What needs to be done: Across all the records below, count the lines that hold "jacket". State only that figure.

(Stored data entries)
= = = = = = =
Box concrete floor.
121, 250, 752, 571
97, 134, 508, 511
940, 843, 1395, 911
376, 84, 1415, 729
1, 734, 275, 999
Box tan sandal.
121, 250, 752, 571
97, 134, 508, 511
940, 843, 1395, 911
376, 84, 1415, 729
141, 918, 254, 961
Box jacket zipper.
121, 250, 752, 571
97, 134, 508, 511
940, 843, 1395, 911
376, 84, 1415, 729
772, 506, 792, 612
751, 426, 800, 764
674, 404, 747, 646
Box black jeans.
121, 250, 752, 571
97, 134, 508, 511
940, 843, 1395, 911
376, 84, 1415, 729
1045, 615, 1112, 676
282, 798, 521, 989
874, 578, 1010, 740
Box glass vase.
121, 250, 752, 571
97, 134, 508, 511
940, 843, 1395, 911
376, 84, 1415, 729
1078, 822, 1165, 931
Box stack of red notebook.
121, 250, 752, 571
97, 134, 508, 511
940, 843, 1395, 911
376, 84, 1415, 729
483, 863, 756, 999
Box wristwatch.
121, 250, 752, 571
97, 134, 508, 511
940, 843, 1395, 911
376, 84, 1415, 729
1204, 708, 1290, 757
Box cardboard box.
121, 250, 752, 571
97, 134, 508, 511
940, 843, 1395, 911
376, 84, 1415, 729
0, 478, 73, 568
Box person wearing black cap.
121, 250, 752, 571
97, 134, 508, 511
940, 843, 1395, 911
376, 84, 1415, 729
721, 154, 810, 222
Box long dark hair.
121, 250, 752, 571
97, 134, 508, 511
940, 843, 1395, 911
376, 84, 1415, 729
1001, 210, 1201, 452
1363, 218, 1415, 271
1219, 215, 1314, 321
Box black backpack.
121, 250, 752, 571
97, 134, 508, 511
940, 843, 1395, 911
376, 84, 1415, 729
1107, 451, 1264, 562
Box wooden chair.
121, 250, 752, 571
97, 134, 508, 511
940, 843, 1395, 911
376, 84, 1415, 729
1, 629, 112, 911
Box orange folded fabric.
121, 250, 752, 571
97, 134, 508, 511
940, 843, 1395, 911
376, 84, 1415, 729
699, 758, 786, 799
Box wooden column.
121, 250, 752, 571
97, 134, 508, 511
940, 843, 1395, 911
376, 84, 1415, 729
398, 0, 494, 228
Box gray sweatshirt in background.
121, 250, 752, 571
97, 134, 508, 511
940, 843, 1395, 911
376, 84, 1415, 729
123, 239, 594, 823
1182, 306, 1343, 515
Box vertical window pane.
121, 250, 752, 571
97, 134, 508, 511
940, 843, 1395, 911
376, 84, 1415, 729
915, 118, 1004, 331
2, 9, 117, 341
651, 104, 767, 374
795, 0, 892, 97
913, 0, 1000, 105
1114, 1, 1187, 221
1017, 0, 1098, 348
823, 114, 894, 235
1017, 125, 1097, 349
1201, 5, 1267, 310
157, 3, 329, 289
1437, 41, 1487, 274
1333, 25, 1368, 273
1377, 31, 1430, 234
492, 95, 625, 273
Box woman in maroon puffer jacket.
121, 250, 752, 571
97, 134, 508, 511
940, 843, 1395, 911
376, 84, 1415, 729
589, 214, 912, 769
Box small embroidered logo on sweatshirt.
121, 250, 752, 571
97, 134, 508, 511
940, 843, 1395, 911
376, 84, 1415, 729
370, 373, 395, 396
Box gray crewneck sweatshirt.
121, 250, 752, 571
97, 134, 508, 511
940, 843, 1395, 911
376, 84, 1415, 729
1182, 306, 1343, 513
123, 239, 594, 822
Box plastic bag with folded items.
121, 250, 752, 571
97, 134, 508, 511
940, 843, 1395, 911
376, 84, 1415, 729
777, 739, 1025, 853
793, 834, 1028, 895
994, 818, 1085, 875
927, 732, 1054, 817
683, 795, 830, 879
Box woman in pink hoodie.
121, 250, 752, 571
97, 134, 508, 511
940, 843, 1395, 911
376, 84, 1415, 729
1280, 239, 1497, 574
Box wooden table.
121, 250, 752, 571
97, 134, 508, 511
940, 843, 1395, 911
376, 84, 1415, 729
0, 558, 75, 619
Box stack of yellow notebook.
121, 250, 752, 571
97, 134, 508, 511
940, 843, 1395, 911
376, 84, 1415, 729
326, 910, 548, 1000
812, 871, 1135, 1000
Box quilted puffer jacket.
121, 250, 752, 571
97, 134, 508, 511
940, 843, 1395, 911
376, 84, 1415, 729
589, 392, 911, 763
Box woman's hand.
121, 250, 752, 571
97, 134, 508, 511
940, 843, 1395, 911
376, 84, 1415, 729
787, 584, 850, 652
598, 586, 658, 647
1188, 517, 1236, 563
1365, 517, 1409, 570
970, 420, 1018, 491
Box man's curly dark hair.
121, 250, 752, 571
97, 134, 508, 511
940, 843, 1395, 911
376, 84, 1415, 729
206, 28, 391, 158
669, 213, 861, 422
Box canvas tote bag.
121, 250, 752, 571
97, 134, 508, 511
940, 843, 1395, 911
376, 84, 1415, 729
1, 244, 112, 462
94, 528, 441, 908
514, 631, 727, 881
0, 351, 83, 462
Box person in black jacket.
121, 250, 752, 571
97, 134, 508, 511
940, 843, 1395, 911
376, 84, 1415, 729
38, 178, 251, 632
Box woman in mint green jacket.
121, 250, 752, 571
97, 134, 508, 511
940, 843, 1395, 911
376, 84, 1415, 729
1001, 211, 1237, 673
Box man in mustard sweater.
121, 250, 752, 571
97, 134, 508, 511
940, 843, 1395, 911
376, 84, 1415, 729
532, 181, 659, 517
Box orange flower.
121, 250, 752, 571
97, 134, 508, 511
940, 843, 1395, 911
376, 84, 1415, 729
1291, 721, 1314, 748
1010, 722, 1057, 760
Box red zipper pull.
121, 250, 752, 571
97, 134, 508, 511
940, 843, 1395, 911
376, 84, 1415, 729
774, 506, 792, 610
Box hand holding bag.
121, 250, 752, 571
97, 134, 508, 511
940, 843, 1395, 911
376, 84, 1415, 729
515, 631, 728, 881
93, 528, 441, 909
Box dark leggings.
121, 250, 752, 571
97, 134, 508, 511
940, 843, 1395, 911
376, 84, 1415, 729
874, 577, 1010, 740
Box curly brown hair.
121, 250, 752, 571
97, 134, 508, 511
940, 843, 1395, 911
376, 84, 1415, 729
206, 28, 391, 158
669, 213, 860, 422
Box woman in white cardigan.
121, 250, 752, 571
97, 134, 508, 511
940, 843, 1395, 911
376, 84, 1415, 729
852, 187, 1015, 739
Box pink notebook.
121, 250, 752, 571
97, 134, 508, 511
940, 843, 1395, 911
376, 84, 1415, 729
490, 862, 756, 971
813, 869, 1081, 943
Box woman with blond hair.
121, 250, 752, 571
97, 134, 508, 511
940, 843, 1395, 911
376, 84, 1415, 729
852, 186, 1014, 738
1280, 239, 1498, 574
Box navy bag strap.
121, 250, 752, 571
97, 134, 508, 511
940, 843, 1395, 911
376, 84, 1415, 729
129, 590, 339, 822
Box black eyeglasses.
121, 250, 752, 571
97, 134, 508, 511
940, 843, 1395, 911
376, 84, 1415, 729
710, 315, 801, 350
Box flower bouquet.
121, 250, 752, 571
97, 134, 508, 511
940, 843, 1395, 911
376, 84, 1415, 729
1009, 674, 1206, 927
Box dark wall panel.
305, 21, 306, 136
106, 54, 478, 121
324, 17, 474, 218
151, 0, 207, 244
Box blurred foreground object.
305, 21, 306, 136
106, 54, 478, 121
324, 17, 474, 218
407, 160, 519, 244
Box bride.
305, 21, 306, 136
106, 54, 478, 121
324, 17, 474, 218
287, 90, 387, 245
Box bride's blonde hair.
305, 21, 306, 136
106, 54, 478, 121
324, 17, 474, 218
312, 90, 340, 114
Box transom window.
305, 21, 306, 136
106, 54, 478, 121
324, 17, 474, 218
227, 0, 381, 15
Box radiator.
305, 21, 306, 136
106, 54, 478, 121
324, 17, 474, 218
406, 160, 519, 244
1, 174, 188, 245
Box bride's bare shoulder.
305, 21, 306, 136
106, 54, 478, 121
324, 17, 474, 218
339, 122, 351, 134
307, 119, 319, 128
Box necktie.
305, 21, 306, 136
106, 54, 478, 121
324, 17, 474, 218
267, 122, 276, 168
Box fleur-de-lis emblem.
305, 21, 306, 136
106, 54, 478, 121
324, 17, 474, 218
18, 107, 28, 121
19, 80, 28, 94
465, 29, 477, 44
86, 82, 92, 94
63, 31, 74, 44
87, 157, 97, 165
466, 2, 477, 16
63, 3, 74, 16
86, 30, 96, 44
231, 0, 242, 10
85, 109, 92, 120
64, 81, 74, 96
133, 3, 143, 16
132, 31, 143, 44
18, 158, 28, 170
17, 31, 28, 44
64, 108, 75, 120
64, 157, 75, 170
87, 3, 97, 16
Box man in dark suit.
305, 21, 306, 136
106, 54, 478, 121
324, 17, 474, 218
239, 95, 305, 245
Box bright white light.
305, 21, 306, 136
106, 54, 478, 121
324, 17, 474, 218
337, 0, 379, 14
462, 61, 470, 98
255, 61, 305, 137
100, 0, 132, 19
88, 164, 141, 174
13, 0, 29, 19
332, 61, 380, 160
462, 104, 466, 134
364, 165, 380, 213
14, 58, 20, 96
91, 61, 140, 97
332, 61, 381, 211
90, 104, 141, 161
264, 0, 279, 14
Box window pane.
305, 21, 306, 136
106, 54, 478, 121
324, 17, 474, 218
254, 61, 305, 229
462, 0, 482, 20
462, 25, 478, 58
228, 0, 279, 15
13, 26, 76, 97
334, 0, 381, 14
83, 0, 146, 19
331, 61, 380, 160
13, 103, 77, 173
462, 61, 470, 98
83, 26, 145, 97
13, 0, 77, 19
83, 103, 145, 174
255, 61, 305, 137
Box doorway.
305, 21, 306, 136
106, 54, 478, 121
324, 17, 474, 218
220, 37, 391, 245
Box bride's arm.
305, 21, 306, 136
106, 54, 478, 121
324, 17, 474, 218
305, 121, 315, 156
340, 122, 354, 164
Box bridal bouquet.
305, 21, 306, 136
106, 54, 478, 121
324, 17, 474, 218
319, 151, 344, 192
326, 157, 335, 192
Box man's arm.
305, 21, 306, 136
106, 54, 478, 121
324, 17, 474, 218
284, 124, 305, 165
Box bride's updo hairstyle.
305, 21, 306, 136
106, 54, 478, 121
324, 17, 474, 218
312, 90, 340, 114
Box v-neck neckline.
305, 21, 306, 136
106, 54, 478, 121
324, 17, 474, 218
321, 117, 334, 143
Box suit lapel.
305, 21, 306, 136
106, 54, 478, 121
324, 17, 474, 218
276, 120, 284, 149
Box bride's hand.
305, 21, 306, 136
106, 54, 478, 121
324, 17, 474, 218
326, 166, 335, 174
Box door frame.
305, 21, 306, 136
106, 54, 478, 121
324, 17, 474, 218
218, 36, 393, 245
= = = = = = =
Answer section: 5